(Dataset rows showing where objects appear)
-.-.-

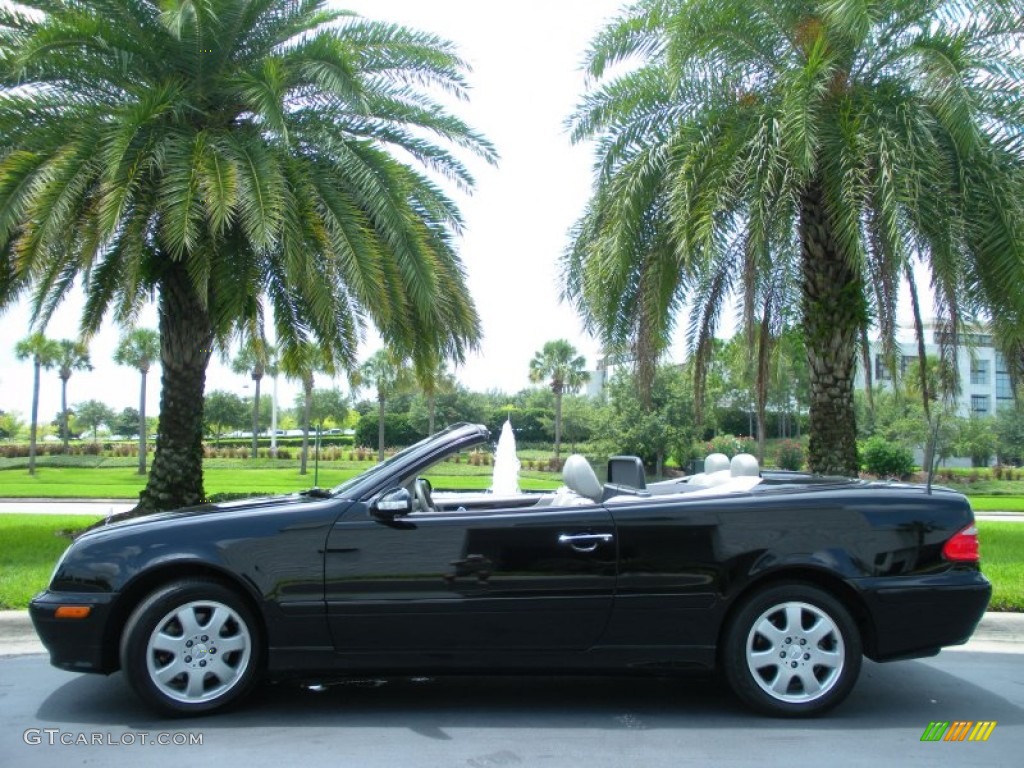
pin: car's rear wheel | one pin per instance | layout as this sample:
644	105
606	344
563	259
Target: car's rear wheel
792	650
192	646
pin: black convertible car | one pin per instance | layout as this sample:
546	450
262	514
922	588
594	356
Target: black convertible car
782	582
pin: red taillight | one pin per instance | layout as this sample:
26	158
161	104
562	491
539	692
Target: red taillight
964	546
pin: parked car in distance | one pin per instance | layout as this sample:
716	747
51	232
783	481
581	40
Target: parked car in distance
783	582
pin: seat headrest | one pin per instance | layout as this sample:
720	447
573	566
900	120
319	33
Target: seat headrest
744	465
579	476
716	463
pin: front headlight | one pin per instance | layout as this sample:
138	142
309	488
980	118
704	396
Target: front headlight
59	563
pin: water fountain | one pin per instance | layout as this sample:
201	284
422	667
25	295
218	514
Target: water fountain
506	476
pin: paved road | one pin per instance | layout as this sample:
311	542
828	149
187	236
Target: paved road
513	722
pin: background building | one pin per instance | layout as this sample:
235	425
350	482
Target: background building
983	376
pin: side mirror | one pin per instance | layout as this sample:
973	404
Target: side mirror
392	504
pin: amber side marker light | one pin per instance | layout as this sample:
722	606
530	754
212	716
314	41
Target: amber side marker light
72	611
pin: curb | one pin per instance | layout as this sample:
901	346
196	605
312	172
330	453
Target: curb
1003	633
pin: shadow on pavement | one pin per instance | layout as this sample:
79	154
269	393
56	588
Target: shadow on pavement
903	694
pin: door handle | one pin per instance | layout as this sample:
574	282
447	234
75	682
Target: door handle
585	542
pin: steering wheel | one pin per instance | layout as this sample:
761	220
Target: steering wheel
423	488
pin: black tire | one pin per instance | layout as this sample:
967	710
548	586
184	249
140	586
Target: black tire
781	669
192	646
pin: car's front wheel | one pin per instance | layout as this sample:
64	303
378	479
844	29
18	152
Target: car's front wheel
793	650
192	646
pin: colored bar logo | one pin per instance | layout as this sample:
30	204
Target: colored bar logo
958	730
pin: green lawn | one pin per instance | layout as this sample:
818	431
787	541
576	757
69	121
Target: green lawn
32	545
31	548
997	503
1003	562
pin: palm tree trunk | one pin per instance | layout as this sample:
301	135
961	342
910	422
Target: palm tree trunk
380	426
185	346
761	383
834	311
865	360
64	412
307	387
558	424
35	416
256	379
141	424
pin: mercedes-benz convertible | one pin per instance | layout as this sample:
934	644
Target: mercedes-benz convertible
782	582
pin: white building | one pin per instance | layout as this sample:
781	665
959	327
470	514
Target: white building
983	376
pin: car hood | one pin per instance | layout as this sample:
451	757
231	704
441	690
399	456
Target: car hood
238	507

-.-.-

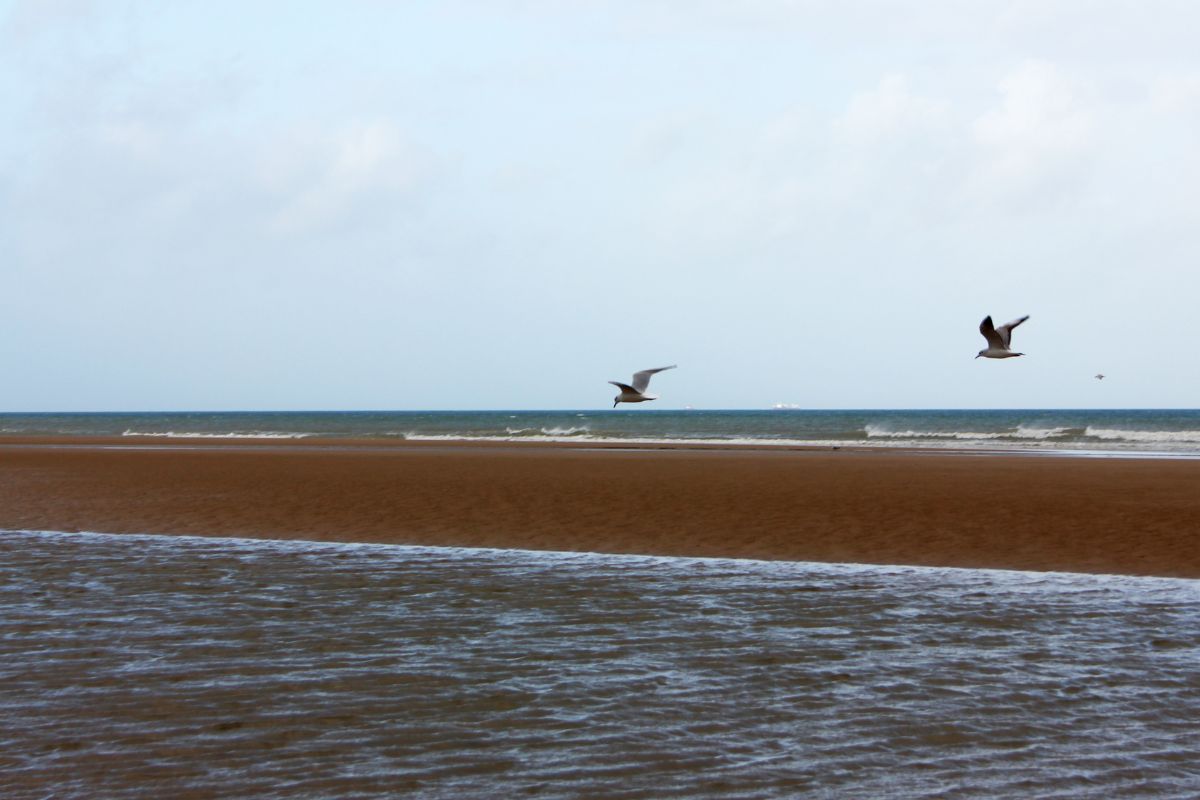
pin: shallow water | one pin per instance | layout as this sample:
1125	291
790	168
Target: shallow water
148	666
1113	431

-.-.-

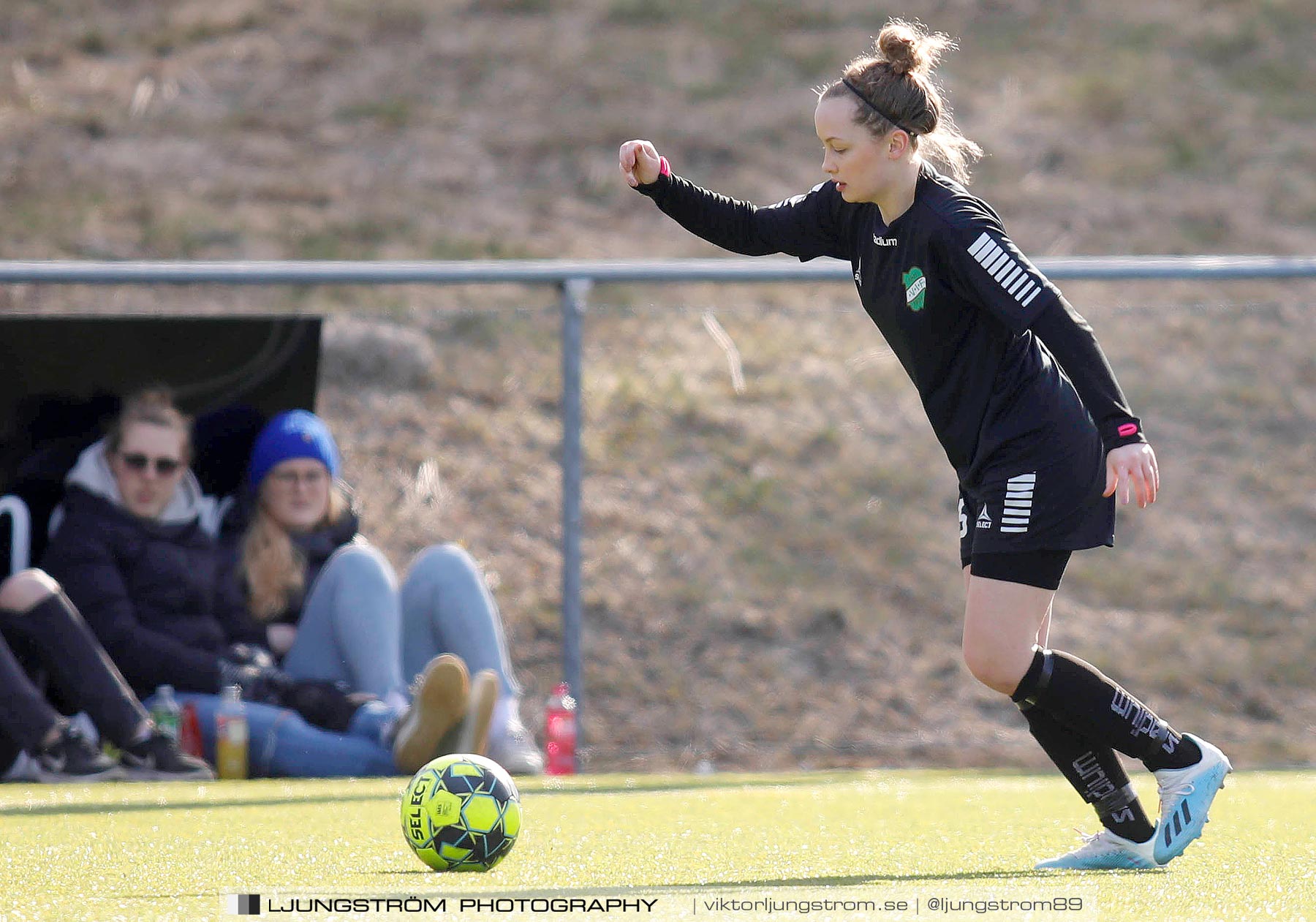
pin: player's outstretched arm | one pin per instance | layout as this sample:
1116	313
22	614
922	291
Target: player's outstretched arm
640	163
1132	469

-.-.-

WHAT YOU SHOULD DO:
How many lines of the listing contain the string "marker"? Reply with the number alone.

CORRECT RESPONSE:
2